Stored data
***

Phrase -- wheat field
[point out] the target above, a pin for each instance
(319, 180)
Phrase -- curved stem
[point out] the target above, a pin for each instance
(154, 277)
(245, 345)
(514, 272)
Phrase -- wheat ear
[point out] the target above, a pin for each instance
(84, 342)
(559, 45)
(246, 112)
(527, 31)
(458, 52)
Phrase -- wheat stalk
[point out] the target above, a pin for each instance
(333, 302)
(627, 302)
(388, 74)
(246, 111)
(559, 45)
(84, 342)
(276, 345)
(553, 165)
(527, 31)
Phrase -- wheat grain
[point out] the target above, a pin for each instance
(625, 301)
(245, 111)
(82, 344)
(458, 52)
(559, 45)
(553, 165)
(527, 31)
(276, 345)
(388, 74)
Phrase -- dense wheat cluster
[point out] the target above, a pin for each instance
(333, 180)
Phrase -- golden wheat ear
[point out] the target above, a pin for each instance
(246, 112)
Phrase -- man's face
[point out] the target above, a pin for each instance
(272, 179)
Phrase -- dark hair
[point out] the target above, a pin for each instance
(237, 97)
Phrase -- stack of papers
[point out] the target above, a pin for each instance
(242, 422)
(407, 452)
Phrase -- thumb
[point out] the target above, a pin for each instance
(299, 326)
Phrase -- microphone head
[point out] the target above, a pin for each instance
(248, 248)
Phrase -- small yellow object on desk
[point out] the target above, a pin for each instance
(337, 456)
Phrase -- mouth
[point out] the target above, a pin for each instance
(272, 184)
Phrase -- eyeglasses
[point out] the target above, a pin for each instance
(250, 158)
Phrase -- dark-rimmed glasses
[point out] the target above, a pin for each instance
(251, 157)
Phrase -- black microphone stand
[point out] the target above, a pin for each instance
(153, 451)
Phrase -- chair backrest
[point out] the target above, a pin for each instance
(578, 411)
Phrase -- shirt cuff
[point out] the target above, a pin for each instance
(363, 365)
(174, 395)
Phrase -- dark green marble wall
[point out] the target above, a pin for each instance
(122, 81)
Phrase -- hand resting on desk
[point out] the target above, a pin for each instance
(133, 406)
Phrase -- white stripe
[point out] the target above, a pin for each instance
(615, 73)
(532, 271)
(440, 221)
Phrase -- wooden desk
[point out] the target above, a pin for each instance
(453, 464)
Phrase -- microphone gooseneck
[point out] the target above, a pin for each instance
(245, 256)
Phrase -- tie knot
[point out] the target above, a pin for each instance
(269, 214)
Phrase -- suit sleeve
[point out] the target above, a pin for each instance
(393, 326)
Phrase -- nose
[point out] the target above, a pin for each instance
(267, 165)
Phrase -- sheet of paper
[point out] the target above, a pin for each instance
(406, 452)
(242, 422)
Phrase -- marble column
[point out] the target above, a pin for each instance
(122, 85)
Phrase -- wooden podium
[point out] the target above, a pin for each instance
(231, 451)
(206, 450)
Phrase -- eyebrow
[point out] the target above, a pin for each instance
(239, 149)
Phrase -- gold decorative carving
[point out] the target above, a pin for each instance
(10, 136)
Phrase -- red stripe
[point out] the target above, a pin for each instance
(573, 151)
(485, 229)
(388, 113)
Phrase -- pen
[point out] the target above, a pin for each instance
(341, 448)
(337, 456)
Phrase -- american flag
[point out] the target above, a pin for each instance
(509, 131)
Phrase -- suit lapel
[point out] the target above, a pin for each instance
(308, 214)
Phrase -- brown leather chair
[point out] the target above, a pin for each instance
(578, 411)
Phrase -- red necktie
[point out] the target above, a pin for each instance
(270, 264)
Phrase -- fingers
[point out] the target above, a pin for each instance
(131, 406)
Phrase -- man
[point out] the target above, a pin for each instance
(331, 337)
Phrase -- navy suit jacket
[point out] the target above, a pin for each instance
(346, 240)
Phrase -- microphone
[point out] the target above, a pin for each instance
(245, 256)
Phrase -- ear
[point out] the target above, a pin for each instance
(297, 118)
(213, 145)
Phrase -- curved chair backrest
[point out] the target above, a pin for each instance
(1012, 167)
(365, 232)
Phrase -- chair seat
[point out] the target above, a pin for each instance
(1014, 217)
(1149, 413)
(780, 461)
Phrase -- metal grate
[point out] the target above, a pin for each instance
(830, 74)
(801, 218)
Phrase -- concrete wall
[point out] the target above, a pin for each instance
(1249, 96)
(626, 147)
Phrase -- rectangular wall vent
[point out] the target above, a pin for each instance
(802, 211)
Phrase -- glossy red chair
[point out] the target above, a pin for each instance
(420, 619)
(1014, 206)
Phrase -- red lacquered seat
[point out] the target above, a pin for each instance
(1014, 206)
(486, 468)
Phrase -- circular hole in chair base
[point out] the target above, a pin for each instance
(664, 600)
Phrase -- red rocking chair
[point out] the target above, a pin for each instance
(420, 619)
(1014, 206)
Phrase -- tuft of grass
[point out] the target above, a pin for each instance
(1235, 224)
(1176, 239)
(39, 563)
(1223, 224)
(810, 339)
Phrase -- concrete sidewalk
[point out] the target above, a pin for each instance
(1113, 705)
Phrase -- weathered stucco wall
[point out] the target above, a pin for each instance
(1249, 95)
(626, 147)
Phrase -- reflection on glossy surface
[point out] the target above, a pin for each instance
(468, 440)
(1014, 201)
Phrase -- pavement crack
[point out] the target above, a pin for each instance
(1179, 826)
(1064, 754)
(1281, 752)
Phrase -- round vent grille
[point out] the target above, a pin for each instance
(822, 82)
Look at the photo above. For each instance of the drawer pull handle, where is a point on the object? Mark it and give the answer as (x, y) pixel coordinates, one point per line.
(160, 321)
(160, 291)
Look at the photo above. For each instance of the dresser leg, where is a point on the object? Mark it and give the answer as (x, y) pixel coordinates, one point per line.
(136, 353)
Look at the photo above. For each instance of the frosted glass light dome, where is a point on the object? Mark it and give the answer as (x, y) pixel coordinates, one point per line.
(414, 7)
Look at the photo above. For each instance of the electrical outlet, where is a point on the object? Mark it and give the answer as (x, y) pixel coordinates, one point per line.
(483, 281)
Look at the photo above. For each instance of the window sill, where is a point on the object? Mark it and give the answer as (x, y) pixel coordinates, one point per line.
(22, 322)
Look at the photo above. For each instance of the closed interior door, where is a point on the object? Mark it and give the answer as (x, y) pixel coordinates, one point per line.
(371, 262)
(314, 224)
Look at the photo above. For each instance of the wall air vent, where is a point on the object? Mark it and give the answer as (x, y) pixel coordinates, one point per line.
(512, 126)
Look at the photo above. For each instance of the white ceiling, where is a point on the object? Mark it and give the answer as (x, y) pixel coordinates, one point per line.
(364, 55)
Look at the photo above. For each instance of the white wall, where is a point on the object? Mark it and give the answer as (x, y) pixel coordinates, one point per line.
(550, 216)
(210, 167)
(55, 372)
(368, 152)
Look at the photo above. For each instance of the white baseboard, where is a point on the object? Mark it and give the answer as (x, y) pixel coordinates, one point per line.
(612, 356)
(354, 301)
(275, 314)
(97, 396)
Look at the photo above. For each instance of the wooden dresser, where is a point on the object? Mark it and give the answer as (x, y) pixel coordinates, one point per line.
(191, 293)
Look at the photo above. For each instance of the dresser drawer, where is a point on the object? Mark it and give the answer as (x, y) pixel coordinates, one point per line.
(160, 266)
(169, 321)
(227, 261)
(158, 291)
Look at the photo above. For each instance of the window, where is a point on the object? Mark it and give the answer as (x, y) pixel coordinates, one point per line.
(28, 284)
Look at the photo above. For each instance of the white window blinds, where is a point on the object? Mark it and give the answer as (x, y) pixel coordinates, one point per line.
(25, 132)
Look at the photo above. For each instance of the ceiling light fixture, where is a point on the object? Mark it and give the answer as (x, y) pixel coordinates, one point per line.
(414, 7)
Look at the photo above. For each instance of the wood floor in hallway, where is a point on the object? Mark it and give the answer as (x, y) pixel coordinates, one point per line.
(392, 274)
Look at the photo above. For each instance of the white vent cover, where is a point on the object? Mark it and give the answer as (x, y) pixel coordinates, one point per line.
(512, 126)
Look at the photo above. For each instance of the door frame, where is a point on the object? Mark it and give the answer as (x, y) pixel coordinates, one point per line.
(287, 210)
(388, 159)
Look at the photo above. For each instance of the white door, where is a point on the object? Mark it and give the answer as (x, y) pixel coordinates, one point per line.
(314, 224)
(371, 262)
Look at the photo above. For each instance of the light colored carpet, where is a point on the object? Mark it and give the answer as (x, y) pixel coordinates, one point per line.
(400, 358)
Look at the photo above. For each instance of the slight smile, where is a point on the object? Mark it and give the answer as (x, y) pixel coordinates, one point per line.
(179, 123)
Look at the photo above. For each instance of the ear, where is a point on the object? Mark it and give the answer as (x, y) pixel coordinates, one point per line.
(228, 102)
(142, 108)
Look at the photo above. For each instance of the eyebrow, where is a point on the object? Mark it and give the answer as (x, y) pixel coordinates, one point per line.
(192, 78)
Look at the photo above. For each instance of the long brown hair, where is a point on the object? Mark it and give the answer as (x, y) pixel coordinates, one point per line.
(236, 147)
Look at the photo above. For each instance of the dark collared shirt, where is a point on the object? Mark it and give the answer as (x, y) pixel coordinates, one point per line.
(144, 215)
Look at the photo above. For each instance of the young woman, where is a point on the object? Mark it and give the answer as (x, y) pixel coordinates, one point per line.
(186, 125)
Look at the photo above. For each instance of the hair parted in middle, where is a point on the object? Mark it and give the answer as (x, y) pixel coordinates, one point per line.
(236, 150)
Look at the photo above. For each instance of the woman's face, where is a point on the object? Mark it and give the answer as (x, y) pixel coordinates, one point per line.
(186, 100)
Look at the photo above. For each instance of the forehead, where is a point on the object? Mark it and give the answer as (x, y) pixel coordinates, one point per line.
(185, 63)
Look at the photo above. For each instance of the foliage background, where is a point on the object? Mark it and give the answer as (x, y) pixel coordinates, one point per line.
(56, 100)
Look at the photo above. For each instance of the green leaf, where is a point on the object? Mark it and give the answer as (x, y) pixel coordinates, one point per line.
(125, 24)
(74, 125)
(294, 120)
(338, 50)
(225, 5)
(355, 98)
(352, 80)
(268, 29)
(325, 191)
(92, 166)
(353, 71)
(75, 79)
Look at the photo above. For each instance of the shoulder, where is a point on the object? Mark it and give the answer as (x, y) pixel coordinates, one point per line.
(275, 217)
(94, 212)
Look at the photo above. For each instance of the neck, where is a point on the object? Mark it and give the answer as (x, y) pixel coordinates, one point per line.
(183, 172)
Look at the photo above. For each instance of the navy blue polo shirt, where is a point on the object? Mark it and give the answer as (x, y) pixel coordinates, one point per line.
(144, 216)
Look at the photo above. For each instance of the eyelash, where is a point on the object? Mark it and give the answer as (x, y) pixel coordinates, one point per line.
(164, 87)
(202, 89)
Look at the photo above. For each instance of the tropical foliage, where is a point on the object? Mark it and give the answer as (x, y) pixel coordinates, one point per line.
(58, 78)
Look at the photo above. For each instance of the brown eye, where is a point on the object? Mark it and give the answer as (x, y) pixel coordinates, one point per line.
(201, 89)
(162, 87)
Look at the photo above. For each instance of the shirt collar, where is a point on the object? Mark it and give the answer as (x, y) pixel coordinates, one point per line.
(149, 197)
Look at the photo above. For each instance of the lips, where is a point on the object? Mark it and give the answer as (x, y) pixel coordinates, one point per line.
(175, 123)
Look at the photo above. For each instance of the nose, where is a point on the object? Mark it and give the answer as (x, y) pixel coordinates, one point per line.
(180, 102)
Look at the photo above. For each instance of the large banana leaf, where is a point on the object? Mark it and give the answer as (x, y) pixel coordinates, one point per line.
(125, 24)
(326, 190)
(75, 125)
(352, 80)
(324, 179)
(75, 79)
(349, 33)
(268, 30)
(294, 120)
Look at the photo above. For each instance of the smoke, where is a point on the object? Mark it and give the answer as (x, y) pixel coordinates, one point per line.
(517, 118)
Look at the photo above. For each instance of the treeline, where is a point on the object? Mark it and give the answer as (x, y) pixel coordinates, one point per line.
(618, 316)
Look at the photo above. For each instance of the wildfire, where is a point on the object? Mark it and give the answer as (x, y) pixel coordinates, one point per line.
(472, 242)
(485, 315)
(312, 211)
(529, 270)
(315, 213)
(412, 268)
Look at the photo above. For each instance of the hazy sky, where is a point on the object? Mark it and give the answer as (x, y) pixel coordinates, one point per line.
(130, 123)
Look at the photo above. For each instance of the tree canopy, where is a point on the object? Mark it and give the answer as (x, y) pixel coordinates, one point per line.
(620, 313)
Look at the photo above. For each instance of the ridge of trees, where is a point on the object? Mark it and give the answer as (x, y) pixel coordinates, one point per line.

***

INSTRUCTIONS TO FOLLOW: In the data above, find each line that has the word "backrest" and copy it out.

REPLY TO THE TASK:
Phrase -- chair backrest
Phrase -- curved chair backrest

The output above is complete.